Work to do:
- A) In the Malawi climate article, condense the paragraph beginning "A year later, the government is still negotiating" into a short bulleted list that keeps its main facts.
- B) From the Malawi climate article, extract the stretch from "Last March, Malawi, which" through "are subsistence farmers." word for word.

Source excerpt:
BLANTYRE, Malawi, March 29 — Twice a day, 25-year-old Harold Nkhoma checks a series of gauges at the government’s weather station here in Malawi’s second-biggest city.
He skips the barometer because its light doesn’t work and he can’t read the figures. He has waited six months for new batteries.
He ignores the evaporation pan designed to show how quickly water is absorbed into the soil. Peeled-off paint and missing wire mesh have left it useless. And he bypasses the glass sphere that measures the duration of sunshine by burning marks on paper strips. It has been out of paper for four years.
His supervisor, Werani Chilenga, is disgusted. Broken equipment, outmoded technology, slipshod data and a sparse scattering of weather stations are all that his national agency can manage on a $160,000 budget.
“We cannot even know the duration of sunshine in our country for four years, so how can we measure climate change?” said Mr. Chilenga, a meteorological engineer. “Oh, oh, it is pathetic!”
The lack of meteorological data is just one challenge as Malawi struggles to cope with global warming. Add to that a lack of irrigation; overdependence on a single crop, maize; shrinking fish stocks; vanishing forests; and land degradation.
Last March, Malawi, which has a population of 14 million people and is one of the world’s poorest countries, identified $23 million worth of urgent measures it should take in the next three years. It delivered them to the United Nations program that helps poor nations deal with climate change.
A year later, the government is still negotiating with donors. “It is sad that up until now we have not gotten the monies that have been talked about,” said Henry Chimunthu Banda, the minister of environmental affairs. That is not to say Malawi is standing still. The government is moving toward bigger grain reserves, changes in agricultural practices and construction of a new dam. Nine out of 10 Malawians are subsistence farmers.

Supplied information:
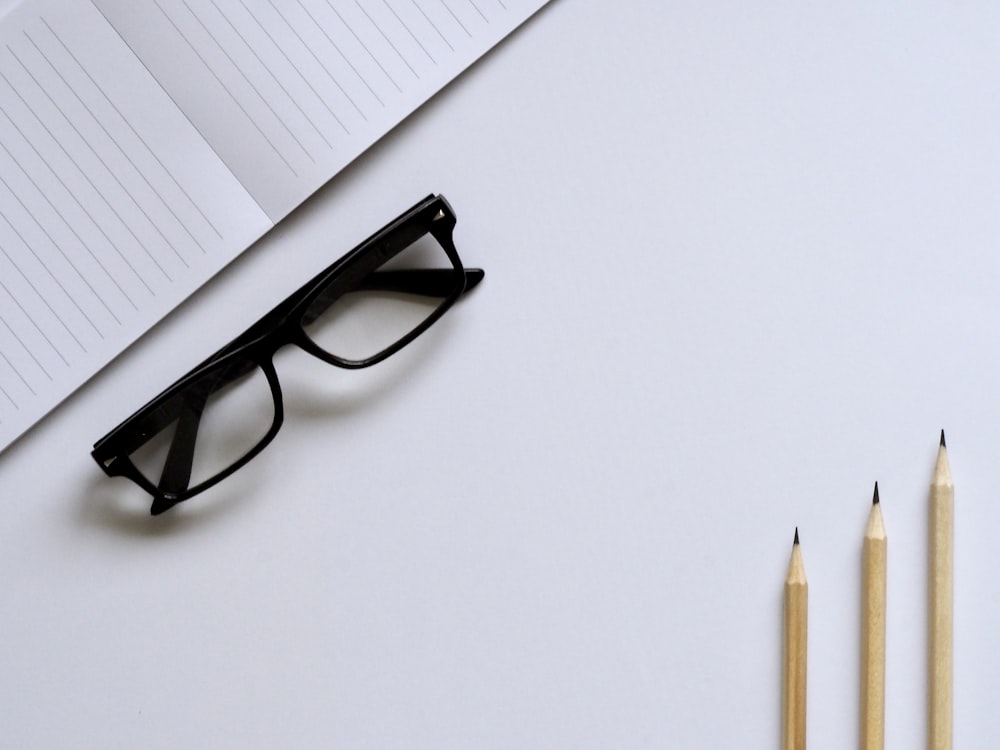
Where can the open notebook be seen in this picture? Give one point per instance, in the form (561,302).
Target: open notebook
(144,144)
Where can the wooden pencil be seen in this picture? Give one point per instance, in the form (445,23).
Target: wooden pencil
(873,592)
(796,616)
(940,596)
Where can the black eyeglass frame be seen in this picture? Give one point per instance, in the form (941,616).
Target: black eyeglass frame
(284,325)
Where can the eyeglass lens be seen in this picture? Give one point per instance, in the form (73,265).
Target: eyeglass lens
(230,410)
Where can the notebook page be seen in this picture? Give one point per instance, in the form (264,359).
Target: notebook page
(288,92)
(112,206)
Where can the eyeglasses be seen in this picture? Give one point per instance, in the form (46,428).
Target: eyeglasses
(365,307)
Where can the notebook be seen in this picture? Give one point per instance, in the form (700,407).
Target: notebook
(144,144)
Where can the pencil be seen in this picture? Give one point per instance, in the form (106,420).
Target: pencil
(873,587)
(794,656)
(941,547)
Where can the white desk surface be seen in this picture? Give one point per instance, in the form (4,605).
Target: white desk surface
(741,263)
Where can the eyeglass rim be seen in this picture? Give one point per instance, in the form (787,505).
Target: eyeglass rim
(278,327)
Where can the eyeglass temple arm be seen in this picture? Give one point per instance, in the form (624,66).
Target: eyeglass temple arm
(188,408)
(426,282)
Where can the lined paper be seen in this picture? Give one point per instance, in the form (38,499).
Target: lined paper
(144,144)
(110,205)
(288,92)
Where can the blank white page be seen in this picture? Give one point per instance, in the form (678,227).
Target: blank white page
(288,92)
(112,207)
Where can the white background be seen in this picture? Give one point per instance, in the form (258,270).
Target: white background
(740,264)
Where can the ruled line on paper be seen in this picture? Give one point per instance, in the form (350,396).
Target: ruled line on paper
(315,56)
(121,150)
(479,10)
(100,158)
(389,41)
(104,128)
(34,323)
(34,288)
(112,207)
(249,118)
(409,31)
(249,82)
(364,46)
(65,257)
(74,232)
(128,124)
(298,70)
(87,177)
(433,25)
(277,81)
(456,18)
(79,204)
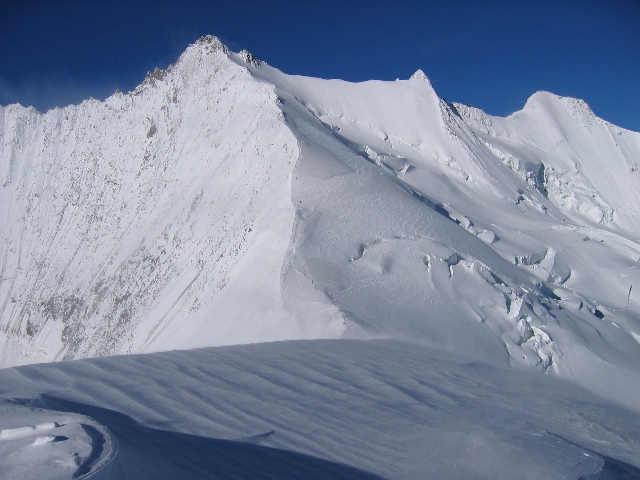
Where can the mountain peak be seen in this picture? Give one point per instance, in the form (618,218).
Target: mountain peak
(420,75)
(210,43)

Outputs for the tasks:
- A)
- A year on, the government is still negotiating with donors over the funding.
- Henry Chimunthu Banda, the minister of environmental affairs, said it is sad that the promised money has not yet arrived.
- Malawi is still acting: it is moving toward bigger grain reserves, changes in agricultural practices and a new dam.
- Nine out of 10 Malawians are subsistence farmers.

- B)
Last March, Malawi, which has a population of 14 million people and is one of the world’s poorest countries, identified $23 million worth of urgent measures it should take in the next three years. It delivered them to the United Nations program that helps poor nations deal with climate change.
A year later, the government is still negotiating with donors. “It is sad that up until now we have not gotten the monies that have been talked about,” said Henry Chimunthu Banda, the minister of environmental affairs. That is not to say Malawi is standing still. The government is moving toward bigger grain reserves, changes in agricultural practices and construction of a new dam. Nine out of 10 Malawians are subsistence farmers.